The exercise
Lay out each line of the material below as a JSON list of strings, one string per line, with blank lines left out.

* * * *

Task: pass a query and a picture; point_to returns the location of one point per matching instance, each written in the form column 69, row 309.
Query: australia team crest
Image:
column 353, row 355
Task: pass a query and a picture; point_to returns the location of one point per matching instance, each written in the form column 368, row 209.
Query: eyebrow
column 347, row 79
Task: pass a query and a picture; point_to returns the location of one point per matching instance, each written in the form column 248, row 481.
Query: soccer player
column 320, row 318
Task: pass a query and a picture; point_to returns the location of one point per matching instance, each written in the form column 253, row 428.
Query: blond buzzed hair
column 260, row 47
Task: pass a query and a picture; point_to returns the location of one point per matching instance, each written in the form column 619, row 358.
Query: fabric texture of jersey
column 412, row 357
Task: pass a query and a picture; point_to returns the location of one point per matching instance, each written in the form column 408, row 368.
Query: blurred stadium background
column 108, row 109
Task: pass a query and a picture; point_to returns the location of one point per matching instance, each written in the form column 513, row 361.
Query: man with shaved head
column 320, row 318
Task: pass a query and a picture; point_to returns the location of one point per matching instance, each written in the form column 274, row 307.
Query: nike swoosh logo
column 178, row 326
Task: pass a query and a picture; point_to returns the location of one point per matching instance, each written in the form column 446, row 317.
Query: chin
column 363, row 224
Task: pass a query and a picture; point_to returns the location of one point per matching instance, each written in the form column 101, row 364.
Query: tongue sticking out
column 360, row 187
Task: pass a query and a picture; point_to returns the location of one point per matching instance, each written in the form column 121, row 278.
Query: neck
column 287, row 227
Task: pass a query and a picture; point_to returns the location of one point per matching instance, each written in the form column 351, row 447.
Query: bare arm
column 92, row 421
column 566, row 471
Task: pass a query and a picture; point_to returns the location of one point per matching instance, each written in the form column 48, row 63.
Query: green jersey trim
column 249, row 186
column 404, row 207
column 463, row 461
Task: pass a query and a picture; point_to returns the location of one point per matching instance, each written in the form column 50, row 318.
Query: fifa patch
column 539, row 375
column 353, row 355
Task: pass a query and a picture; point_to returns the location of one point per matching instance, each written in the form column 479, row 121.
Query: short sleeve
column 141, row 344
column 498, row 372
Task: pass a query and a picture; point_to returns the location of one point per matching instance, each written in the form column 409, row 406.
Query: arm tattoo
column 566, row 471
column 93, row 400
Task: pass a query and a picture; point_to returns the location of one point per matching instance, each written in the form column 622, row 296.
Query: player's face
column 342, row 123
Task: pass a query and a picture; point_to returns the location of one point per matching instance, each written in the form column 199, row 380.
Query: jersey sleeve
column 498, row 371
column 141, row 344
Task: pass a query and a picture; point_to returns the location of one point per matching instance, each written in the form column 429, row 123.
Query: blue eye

* * * *

Exercise answer
[
  "Task: pass a query and a picture; point_to returns the location of one point per matching instance, each written in the form column 69, row 309.",
  "Query: australia team crest",
  "Image:",
  "column 353, row 355",
  "Task: pass a query and a picture; point_to returns the location of one point per matching instance, each written in the form column 368, row 209.",
  "Query: eyebrow",
  "column 347, row 79",
  "Task: pass a query and a picture; point_to returns the location of one point per matching instance, each written in the form column 248, row 481.",
  "Query: soccer player",
  "column 320, row 318",
  "Task: pass a query and a picture; point_to returns the location of one point per matching instance, each written in the form column 253, row 428.",
  "Query: blond buzzed hair",
  "column 260, row 47",
  "Task: pass a query and a picture; point_to returns the location of one point per matching instance, each written in the form column 619, row 358.",
  "Query: fabric texture of jersey",
  "column 412, row 357",
  "Task: pass a query and a picture; point_to returns the location of one point per matching instance, each written in the form column 408, row 368.",
  "Query: blurred stadium background",
  "column 108, row 109",
  "Task: pass a query and a picture; point_to returns the location of one point per matching instance, each written in the form column 513, row 361.",
  "Query: man with shaved head",
  "column 320, row 318",
  "Task: pass a query and a picture; point_to returns the location of one point per matching instance, each written in the form column 274, row 307.",
  "Query: nike swoosh logo",
  "column 178, row 326",
  "Task: pass a query and a picture; point_to returns the location of one point per matching instance, each written in the form column 446, row 317.",
  "Query: chin",
  "column 363, row 224",
  "Task: pass a query and a picture; point_to returns the location of one point per matching instance, each written in the form column 101, row 364.",
  "Query: tongue sticking out",
  "column 360, row 187",
  "Task: pass a query and a picture; point_to returns the location of one point per matching instance, each written in the form column 121, row 278.",
  "Query: neck",
  "column 287, row 227",
  "Task: pass a query and a picture; point_to returns the location of one point per matching instance, each written in the form column 351, row 447.",
  "Query: bare arm",
  "column 92, row 421",
  "column 566, row 471",
  "Task: pass a query and a picture; point_to returns the location of one point per matching instance, each written in the form column 48, row 63.",
  "Query: green jersey trim",
  "column 249, row 186",
  "column 404, row 207",
  "column 463, row 461",
  "Task: pass a query and a picture; point_to returns the location of one point per matching instance, each written in the form column 50, row 318.",
  "Query: fifa patch",
  "column 539, row 375",
  "column 353, row 355",
  "Task: pass a query and a picture; point_to returns the location of one point per matching instance, each written in the form column 479, row 121.",
  "Query: short sleeve",
  "column 141, row 344",
  "column 498, row 372",
  "Task: pass a query and a picture; point_to returns the location of one point per matching instance, each written in the form column 409, row 406.",
  "Query: arm tattoo",
  "column 566, row 471",
  "column 93, row 400",
  "Task: pass a query and a picture; point_to returns the location of one point per matching instance, each written in the form column 622, row 296.",
  "Query: player's face",
  "column 342, row 123",
  "Task: pass a query and a picture; point_to returns the location of one point per matching instance, each written in the form column 199, row 380.",
  "Query: jersey sleeve",
  "column 498, row 371",
  "column 141, row 344",
  "Task: pass a query and a picture; point_to returns the location of one point per matching instance, each written in the form column 429, row 123.",
  "Query: blue eye"
]